[DATA — start]
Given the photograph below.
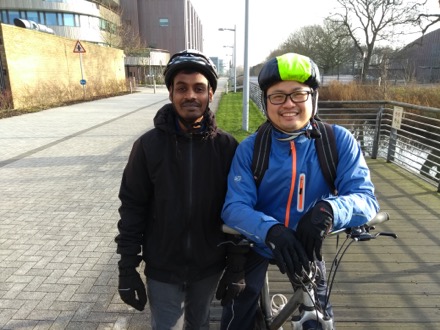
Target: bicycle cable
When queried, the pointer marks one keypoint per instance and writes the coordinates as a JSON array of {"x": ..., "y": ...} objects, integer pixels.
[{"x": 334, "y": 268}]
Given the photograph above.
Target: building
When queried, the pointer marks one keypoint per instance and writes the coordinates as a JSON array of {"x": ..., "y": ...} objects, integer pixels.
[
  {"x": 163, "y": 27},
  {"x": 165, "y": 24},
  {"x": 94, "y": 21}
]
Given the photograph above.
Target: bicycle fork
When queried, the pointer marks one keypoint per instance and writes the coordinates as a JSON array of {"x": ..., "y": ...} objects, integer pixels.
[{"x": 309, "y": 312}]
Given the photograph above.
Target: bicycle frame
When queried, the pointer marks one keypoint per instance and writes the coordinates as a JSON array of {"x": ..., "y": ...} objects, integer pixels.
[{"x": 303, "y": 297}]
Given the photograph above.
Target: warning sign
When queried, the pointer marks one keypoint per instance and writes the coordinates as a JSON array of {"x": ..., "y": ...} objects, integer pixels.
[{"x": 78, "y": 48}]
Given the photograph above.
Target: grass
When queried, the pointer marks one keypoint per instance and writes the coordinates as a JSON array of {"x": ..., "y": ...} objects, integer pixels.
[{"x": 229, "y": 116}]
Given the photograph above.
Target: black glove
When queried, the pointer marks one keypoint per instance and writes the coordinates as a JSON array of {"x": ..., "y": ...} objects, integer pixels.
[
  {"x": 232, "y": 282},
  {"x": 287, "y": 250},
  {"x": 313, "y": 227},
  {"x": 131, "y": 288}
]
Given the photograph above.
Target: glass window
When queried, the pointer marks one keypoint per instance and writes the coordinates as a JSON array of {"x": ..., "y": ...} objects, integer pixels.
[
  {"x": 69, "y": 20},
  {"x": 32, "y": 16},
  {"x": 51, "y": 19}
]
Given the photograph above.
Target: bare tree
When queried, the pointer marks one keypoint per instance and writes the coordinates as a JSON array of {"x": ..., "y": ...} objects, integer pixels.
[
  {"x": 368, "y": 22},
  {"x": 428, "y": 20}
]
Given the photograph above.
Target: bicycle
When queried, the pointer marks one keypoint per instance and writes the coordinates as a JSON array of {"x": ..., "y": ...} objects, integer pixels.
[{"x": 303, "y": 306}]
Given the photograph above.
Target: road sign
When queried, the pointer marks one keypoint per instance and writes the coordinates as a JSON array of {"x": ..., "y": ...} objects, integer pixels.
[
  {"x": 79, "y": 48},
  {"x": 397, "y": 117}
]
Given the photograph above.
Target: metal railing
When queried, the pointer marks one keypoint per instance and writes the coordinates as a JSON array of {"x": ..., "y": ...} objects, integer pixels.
[DATA — finish]
● **WHAT TO WORK ON**:
Write out the records shown above exactly, but do not include any images.

● **ANSWER SECTION**:
Given the photograph below.
Target: bicycle cable
When queried, the pointer marks one keypoint per instance and writes the coordinates as a JSON array of {"x": ..., "y": ...} objects, integer pixels.
[{"x": 334, "y": 268}]
Given the photograph above.
Target: building
When queried, the pointer marks one keypoint per instance and writes the coordinates as a JSON array of {"x": ..., "y": ...} objects, integer pixels.
[
  {"x": 163, "y": 27},
  {"x": 165, "y": 24},
  {"x": 94, "y": 21}
]
Given the photograph above.
Target: bicycle fork
When queried, the pointer marks one keypoint per instance and writes the coordinates as a JSON array of {"x": ..., "y": ...} objects, integer pixels.
[{"x": 309, "y": 312}]
Given the photograph above.
Target: bicycle frame
When queried, the pointer marks one keypoint per instance and writes the coordinates as a JSON array of {"x": ..., "y": ...} objects, integer pixels.
[{"x": 303, "y": 297}]
Given the photograph above.
Target: warning sign
When queried, the pointer marks one keypoint per instance and writes the coordinates as a JSON array of {"x": ..., "y": ...} objects, integer pixels.
[{"x": 78, "y": 48}]
Given the photograph above.
Target: grass
When queried, the pointer marks one keypoint per instance and writes the coordinates as a JSON array of {"x": ..., "y": ...} objects, integer pixels.
[{"x": 229, "y": 116}]
Given the photograph above.
Target: black glove
When queried, the pointer marks one keypoint per instance and writes the coordinates as a JSON array of {"x": ..., "y": ...} objects, integer pixels.
[
  {"x": 232, "y": 282},
  {"x": 287, "y": 250},
  {"x": 313, "y": 227},
  {"x": 131, "y": 288}
]
Given the photograph above.
Target: glass window
When queried, the pointer marks one keypoint per instance and writes the coordinates as a JSON array of {"x": ..., "y": ...} objects, integer pixels.
[
  {"x": 69, "y": 20},
  {"x": 32, "y": 16},
  {"x": 51, "y": 19}
]
Given the photograph above.
Target: bare tree
When queried, the pointer marks one keypoint per instance and writes the coordinates as a JSON array of {"x": ..., "y": ...} objects, integer pixels.
[
  {"x": 368, "y": 22},
  {"x": 428, "y": 20}
]
Given the photograph above.
Target: bicycle
When queried, the pointer marks one keypoint per instance and writes the coordinates as a JSON array of {"x": ..., "y": ...} objects, integer pixels.
[{"x": 303, "y": 306}]
Given the photograph above.
Target: road sign
When queried, the pointer marks one keypoint per instance and writes the coordinates as a JSON array of {"x": ..., "y": ...} objects, integer pixels.
[
  {"x": 79, "y": 48},
  {"x": 397, "y": 117}
]
Given the photograph above.
Target: metal railing
When queried, the pointer marks one keypoint per instance and writes the coordinates as a JSON array of {"x": ..., "y": ...} objects, integer pixels.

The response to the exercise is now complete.